Kate Bush "The Kick Inside"(1978)
2008年 01月 13日
正直に言えば、当時、僕はケイトの魅力があまり分からなかった。小鳥のさえずるようなと形容されるハイトーン且つチャイルディッシュなボーカル、時にハイテンションでエキセントリックな曲調、19歳の少女から大人への移り変わりを音楽という舞台で表現しつくしたような彼女独特の世界がそこにあった。その女性的な世界観を16,7才の青坊主が理解できなくてもしかたがない。ケイトの音楽には70年代の少女マンガ的な世界観との共通項を感じるが、そういった少女マンガの凄さを僕が本当に理解するのはそれから15年も後のことである。ケイトの魅力も今になってこそ分かるマージナルなもので、その強く意識もせずに大人になってしまった通過儀礼への郷愁がその魅力を理解するためのベースとなっているのかもしれない。
このアルバムでは01"Moving"、03"Strange Phenomena"、05"The Man With The Child In His Eyes"、06"Wuthering Heights"、13"The Kick Inside"などが出色だと思うが、特にヒット曲ともなり、それぞれ『嵐が丘』と『天使と小悪魔』の邦題で知られる06"Wuthering Heights"と01"Moving"は彼女の代表曲であり、誰もが一度ならずも耳にしたことがある、ポップ・ミュージックの名曲と言っても過言ではないだろう。
::::::::::
▶ 取り組む課題:
上にあるケイト・ブッシュのアルバム『The Kick Inside』についての文章を、最後の一文の後から書き進めてください。

▶ 記録の抜粋:
::::::::::
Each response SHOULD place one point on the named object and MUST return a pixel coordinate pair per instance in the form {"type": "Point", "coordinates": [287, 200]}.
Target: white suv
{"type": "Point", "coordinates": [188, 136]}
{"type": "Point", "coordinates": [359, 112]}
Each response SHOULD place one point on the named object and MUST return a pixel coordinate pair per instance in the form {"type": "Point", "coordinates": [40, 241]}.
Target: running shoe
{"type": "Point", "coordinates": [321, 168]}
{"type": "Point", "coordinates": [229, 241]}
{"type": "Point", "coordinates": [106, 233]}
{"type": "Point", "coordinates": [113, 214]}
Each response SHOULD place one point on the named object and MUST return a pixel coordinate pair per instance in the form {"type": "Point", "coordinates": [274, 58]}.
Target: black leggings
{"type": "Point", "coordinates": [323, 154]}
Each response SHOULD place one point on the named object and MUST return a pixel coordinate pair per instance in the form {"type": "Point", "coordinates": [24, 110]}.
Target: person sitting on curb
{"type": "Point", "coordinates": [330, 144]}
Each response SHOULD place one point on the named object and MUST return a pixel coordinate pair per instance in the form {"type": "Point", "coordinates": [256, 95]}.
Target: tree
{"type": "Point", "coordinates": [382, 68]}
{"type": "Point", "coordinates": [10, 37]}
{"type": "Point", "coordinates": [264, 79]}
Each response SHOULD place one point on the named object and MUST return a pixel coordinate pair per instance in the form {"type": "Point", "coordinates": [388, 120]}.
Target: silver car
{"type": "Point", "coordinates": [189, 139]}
::::::::::
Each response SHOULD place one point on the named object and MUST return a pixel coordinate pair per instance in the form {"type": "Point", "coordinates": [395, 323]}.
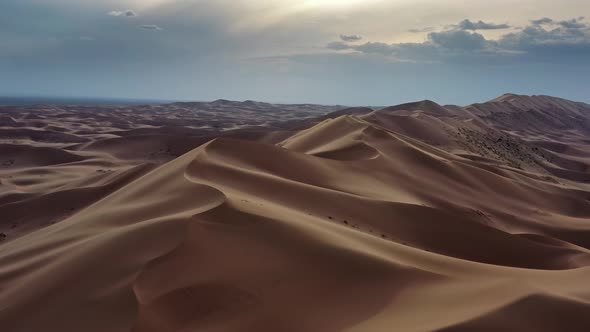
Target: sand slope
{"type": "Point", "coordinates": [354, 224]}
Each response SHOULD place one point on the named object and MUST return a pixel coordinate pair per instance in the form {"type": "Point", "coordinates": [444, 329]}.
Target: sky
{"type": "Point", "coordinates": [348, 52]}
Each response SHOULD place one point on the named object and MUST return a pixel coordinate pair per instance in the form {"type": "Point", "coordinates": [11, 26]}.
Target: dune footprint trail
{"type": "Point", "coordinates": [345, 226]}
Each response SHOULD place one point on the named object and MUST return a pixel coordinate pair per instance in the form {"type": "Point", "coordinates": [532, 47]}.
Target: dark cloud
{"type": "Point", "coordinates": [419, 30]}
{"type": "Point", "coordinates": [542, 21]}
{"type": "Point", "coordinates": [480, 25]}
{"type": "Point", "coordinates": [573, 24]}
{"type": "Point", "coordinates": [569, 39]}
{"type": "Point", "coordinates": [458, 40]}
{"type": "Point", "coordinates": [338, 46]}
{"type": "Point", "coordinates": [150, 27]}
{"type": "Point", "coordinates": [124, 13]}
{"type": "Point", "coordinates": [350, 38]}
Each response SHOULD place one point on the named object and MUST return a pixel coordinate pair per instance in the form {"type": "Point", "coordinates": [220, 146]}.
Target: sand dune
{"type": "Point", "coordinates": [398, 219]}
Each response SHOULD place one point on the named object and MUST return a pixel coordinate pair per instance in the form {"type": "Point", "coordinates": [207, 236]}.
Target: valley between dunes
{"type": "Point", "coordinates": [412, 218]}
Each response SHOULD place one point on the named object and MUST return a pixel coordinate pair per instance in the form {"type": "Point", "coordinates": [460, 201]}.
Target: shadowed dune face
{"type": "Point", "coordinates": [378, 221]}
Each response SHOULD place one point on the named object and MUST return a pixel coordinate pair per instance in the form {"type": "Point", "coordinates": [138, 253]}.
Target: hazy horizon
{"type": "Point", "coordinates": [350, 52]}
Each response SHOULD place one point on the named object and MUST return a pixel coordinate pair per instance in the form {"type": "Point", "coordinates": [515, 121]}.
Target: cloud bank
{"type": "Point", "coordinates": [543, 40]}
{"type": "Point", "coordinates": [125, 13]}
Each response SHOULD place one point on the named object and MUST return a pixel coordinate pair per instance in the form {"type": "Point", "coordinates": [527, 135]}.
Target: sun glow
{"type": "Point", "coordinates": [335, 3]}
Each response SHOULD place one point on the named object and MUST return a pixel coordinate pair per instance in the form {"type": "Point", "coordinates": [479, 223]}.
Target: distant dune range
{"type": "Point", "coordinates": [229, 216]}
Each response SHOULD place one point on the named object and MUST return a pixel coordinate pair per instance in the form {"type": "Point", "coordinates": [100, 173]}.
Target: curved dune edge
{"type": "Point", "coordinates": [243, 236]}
::::::::::
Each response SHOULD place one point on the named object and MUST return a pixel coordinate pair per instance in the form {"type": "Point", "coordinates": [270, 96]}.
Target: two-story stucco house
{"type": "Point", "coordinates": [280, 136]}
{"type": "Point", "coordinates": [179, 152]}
::::::::::
▶ 記述回答:
彼女は、その後の"Never For Ever"(1980)『魔物語』、"Hounds Of Love"(1985)『愛のかたち』等の傑作を発表し、80年代のポップ・ミュージックのフロント・ランナーとなる。その活躍の舞台はイギリスが中心であった為、アメリカでのヒットはさほどではなかったが、それが逆に当時のアメリカ的なコマーシャリズムに毒されていない分、ポップ・ミュージックの本質を素直に追求するアルバムを次々と発表できたのだと思う。
そして、1987年にはピーター・ガブリエルとの共演で"Don't Give Up"をアメリカでシングルヒットさせる。この曲の魅力については以前のエントリィで書いた。
彼女はその曲調やボーカルスタイルをアルバム毎に変化させ、"Hounds Of Love"(1985)『愛のかたち』の頃にはもう大人の女性の魅力、少女趣味とは違う大人の女性の力強さやそこから滲み出る癒しの魅力を存分に発揮するようになる。もちろん彼女自身の声質の変化もあったのだろうけど、それはスティーヴィー・ニックスにしても、マライア・キャリーにしても同様で、女性シンガーが初期の魅力と年を経る毎に培われる魅力に違いが出てくるのはその声質の変化もあるから仕方がない。でも、そこには初期の初々しさと入れ替わるように着実に積み重なる奥深い魅力が確実にあるのだ。
その後は寡作ながらもアメリカでもヒット作を発表し、最新作の"Aerial"(2005)は前作から12年ぶりのアルバムだという。本作も高評価を得ており、彼女の魅力はまだまだ衰えを知らないようで、それはまさにアンチエイジングとでも言うべきものだ。女性が年を経る毎に得る魅力について、僕もようやく理解しつつある。。。
by onomichi1969 | 2008-01-13 10:46 | 70年代ロック | Trackback | Comments(0)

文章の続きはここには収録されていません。